**Required task:** Print verbatim every line starting at the one that contains "# test: point at every instance of the brick" and ending at the final line of the records; include both endpoints.
---------- Input rows ----------
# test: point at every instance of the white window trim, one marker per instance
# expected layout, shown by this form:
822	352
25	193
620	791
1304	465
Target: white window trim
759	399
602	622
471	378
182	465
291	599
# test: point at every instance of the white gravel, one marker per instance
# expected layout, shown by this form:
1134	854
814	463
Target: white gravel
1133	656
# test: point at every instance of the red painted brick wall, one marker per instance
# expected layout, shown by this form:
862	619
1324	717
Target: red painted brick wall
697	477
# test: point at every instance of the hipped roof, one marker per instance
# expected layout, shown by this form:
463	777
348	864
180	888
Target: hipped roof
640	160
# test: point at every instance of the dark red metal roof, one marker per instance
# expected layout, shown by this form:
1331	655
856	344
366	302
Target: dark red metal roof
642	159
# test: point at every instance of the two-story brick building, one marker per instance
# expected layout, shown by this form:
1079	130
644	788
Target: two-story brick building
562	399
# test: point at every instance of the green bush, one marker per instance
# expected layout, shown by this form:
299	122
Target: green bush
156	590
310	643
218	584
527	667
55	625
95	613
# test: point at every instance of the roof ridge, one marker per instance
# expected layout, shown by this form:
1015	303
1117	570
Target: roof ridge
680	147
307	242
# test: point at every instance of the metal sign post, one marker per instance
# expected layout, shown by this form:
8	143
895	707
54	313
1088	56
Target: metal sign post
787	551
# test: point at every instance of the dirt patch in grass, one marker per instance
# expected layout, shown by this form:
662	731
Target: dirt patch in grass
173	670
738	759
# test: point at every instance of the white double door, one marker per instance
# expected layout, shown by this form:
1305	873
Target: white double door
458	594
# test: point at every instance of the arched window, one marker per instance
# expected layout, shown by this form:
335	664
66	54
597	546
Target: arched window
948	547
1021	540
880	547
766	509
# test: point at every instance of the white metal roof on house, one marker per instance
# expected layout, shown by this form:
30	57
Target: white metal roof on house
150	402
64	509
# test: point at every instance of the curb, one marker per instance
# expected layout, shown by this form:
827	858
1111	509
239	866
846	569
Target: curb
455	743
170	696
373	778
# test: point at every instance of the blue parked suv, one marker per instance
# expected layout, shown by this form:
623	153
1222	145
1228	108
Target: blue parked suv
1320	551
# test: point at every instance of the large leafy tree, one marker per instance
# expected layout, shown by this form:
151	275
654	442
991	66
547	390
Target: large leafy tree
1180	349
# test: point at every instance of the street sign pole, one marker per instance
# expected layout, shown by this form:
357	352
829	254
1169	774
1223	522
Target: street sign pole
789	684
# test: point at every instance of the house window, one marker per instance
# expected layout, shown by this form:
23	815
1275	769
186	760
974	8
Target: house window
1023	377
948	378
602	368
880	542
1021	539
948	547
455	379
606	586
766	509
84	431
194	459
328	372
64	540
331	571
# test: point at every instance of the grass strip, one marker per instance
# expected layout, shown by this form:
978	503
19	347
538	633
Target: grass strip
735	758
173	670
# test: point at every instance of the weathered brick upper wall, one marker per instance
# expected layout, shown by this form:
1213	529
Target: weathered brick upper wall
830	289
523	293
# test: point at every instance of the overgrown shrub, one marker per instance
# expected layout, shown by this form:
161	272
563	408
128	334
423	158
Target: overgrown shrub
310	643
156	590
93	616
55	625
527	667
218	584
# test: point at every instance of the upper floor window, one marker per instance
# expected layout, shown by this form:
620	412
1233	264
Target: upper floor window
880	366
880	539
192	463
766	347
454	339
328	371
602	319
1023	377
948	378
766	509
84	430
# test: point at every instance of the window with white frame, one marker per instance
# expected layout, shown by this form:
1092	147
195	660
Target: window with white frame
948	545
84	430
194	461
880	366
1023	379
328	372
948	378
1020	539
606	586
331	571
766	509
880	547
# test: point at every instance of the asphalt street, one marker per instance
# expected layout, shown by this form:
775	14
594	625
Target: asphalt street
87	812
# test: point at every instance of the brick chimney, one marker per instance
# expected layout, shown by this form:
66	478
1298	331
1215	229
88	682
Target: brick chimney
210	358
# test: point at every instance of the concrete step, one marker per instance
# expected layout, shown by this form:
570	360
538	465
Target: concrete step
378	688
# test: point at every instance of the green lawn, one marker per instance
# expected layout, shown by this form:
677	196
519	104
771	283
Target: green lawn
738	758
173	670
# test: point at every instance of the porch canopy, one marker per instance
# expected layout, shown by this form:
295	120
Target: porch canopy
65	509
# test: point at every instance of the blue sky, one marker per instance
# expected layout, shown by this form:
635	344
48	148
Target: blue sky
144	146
----------
**Exercise result:**
# test: point at every instance of the brick chimney, one marker per instance
# expected layout, shown by this form:
66	478
1298	331
1215	229
88	682
Target: brick chimney
210	358
# test: point at every instance of the concrete step, one marker per instance
# expected layout, shown by this form:
570	360
538	465
Target: concrete step
378	688
# test: point at every instance of the green lawn, one marker per instance
# expected layout, shown by this form:
677	196
519	104
771	283
Target: green lawn
738	758
173	670
# test: point at every instance of the porch canopy, one marker per instance
# expected layout, shown by this form:
295	120
Target: porch canopy
65	509
# test: point at every instance of the blue sky, one marker per instance
# expected layout, shown by this form:
635	344
48	148
Target: blue sky
144	146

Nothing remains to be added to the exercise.